### Requisitos del ejercicio:
Reescribe las líneas del material desde la línea que contiene "32L105 43L102 87L110" hasta la línea que contiene "positive clicks: (109, 39)", ambas incluidas, y cambia "rough mask" por "coarse mask" sin modificar nada más.

### Información proporcionada:
====

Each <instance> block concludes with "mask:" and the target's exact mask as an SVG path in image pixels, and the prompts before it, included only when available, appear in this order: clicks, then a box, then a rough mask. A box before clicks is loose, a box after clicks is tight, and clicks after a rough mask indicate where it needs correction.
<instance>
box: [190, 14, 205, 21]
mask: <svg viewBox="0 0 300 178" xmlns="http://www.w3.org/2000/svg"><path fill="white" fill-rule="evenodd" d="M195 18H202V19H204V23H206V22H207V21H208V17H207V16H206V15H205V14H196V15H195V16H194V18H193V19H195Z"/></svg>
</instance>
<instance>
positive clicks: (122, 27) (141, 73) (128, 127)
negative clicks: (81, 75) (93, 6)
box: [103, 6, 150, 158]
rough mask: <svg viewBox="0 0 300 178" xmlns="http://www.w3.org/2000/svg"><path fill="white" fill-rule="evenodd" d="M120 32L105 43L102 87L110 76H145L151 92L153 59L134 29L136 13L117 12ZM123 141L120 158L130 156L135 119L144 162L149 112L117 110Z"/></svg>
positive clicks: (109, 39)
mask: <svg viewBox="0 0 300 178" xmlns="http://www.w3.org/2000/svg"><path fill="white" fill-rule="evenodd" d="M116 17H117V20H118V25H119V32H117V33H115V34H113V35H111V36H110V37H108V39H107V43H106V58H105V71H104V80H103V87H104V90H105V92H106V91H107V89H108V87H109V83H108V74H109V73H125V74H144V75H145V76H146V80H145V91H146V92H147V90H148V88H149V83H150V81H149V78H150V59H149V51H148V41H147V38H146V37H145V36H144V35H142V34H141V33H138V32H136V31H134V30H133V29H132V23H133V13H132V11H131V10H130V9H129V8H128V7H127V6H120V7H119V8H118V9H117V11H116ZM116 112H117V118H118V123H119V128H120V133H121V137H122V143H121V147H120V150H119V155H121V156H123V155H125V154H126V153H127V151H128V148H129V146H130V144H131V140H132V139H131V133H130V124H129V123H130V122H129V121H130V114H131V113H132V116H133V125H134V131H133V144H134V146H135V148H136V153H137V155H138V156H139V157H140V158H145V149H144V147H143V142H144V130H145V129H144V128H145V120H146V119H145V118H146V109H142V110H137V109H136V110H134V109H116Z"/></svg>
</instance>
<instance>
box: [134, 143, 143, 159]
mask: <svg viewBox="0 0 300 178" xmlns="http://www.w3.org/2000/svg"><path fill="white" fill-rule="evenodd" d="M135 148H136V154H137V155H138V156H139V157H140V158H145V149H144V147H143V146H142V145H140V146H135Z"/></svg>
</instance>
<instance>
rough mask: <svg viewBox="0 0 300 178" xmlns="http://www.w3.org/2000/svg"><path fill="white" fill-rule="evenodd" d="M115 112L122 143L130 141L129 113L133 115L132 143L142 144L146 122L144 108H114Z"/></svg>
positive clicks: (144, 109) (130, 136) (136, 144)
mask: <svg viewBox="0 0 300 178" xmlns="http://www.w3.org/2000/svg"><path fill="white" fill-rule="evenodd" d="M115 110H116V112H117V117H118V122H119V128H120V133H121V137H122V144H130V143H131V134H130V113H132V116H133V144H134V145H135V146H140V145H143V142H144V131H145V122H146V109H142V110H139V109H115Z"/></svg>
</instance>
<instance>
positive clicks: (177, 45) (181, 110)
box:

====

### Resultado del ejercicio:
coarse mask: <svg viewBox="0 0 300 178" xmlns="http://www.w3.org/2000/svg"><path fill="white" fill-rule="evenodd" d="M120 32L105 43L102 87L110 76H145L151 92L153 59L134 29L136 13L117 12ZM123 141L120 158L130 156L135 119L144 162L149 112L117 110Z"/></svg>
positive clicks: (109, 39)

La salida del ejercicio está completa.